(begin)
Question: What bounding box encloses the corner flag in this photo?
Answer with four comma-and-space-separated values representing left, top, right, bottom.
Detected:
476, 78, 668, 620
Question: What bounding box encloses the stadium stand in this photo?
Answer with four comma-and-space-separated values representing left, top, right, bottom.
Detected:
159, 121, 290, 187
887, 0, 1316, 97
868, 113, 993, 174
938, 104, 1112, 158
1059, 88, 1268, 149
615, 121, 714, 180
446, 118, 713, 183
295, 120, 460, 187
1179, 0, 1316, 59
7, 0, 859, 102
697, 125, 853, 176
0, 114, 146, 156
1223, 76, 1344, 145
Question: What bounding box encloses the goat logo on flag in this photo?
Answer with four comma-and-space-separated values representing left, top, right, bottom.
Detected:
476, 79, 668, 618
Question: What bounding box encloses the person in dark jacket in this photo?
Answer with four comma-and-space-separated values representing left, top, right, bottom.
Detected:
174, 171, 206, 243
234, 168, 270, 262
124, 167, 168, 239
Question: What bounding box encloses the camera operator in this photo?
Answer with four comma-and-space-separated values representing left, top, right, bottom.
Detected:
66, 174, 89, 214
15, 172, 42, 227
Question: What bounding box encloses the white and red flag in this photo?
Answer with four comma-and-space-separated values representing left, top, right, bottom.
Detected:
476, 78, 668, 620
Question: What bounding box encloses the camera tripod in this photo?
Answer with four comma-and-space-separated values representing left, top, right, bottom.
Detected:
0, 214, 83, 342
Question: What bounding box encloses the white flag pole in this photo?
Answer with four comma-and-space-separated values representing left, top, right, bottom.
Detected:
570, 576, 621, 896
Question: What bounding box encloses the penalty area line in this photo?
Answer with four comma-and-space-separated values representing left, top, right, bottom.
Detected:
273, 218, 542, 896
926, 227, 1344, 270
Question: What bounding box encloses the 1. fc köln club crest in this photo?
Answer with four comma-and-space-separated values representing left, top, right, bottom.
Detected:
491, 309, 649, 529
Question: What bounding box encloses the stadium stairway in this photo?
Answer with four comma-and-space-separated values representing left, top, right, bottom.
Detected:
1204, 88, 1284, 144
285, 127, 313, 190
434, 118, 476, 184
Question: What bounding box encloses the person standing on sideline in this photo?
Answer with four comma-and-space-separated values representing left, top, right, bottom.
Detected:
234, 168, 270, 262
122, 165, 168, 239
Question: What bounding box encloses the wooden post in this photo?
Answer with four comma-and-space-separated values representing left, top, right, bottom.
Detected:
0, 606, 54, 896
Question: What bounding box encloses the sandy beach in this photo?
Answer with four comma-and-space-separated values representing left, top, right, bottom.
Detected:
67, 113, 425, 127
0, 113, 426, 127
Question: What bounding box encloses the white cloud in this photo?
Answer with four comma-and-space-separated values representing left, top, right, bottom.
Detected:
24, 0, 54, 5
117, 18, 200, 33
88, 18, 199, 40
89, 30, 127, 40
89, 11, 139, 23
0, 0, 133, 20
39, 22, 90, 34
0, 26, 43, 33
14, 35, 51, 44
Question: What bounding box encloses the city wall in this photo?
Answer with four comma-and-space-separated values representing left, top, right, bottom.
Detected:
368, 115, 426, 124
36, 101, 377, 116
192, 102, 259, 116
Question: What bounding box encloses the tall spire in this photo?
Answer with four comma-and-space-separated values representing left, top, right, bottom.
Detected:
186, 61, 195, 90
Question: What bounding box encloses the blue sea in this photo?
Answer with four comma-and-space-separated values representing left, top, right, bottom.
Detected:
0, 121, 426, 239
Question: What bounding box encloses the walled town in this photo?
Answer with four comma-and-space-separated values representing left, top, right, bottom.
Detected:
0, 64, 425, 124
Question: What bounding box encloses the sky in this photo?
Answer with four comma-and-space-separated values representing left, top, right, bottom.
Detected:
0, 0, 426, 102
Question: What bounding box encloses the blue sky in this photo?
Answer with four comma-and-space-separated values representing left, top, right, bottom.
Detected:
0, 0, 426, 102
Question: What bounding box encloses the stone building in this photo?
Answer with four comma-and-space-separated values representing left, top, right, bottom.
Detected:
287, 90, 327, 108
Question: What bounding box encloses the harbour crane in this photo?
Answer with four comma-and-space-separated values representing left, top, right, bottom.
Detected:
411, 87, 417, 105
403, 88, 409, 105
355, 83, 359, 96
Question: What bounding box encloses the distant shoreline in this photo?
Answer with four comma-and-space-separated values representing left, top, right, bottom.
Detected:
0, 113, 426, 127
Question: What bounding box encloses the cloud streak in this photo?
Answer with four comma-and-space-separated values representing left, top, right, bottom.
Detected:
(end)
Exercise instructions —
Copy all of the records above word for word.

Task result —
Question: What bounding box encloses the corner flag in this photo?
Answer with four comma-and-space-separated values representing left, top, right, bottom.
Detected:
476, 78, 668, 620
Question: What bounding box encloses the stadium stand in this photo?
Answer with four comma-and-space-separated values representing left, top, right, bottom.
Detected:
159, 121, 290, 187
887, 0, 1316, 97
868, 113, 993, 174
938, 104, 1112, 158
1059, 88, 1268, 149
615, 121, 714, 180
446, 118, 713, 183
295, 120, 460, 187
1179, 0, 1316, 59
7, 0, 859, 102
697, 125, 853, 176
0, 114, 146, 156
1223, 76, 1344, 145
Question: What bounding box encloses the goat logo on flag in this photo?
Answer with four comma-and-space-separated values representing left, top, right, bottom.
Detected:
476, 79, 668, 618
Question: What bounding box encloses the person in dark jacket in this photo?
Answer with four comma-and-space-separated values representing left, top, right, bottom.
Detected:
174, 171, 206, 243
234, 168, 270, 262
124, 167, 168, 239
Question: What bounding box encloses the camera operator in this photo?
Answer with four comma-and-space-separated values representing left, top, right, bottom.
Detected:
66, 174, 89, 214
15, 172, 42, 227
Question: What bounding box encloses the white and red flag in this photo?
Answer with four comma-and-space-separated values representing left, top, right, bottom.
Detected:
476, 78, 668, 620
Question: What bounding box encloses the camera tripod in this photo?
Answer with four comma-and-space-separated values representing left, top, right, bottom.
Detected:
0, 214, 83, 342
Question: What bounding box encloses the white flag pole in this photo?
Answer with four comma-and-space-separated values representing left, top, right, bottom.
Detected:
570, 576, 621, 896
Question: What bounding box encloses the penalty area line in this photo?
Answer with four comma-and-space-separated values representing left, top, right, bottom.
Detected:
273, 218, 542, 896
926, 227, 1344, 270
Question: What bounding box encloses the 1. fc köln club crest in this photo?
Answer with four comma-and-space-separated values representing left, top, right, bottom.
Detected:
491, 309, 649, 529
Question: What bounding box encloses the stadium stairway in this photo?
Answer with four comma-and-space-separated values representing left, top, right, bottom.
Detected:
1204, 88, 1284, 144
285, 127, 313, 190
434, 118, 476, 184
Question: What bounding box encloses the person standing on sideline in this photo?
Answer with four comma-and-space-separated values representing left, top, right, bottom.
Detected:
234, 168, 270, 262
122, 165, 168, 239
Question: What bounding box encloses the wooden post in this photo?
Answer with four comma-and-space-separated values representing left, top, right, bottom.
Detected:
0, 606, 54, 896
Question: What bounding box encloses the sandy beach in this photo?
Answer with four comma-and-space-separated values representing left, top, right, bottom.
Detected:
67, 113, 425, 127
0, 113, 426, 127
Question: What bounding box encloses the white cloud in this photo?
Answer with four comma-and-space-separated values representing left, top, right, bottom.
Detected:
24, 0, 54, 5
117, 18, 200, 33
88, 18, 199, 40
89, 30, 127, 40
89, 11, 139, 23
0, 0, 133, 20
39, 22, 90, 34
0, 26, 43, 33
14, 35, 51, 44
Question: What bounding box encloses the city wall in this photo?
Answer with four comma-and-space-separated values representing left, top, right, bottom.
Detected:
368, 115, 426, 124
36, 101, 377, 116
192, 102, 259, 116
Question: What bounding box encloses the tall spire in this photo?
Answer with four comma-and-space-separated values representing left, top, right, bottom.
Detected:
186, 61, 195, 90
Question: What bounding box encloses the blue sea in this photo?
Answer with four comma-and-space-separated values representing left, top, right, bottom.
Detected:
0, 121, 426, 239
Question: What bounding box encloses the walled town in this photo?
Answer with four comma-and-space-separated values representing left, top, right, bottom.
Detected:
0, 64, 425, 124
Question: What bounding box encloses the sky in this photo?
Answer with four comma-and-space-separated values representing left, top, right, bottom.
Detected:
0, 0, 426, 102
Question: What bounding box encloses the blue sky in this photo?
Answer with four comma-and-space-separated values representing left, top, right, bottom.
Detected:
0, 0, 426, 102
Question: What bounding box encloses the stone building in this photo?
Answer with four comma-and-space-separated values representing left, top, right, bottom.
Detected:
287, 90, 327, 108
Question: What bounding box encloses the harbour crane in this photo?
Answer with four comma-and-space-separated values representing left, top, right, bottom.
Detected:
411, 87, 417, 105
403, 88, 409, 105
355, 83, 359, 96
Question: What bounding box encloses the distant shoreline in this photo?
Answer with four comma-and-space-separated values representing left, top, right, bottom.
Detected:
0, 113, 426, 127
Question: What bounding box encloses the cloud streak in this photo?
Answer with four comma-and-space-separated values representing left, top, right, bottom.
Detected:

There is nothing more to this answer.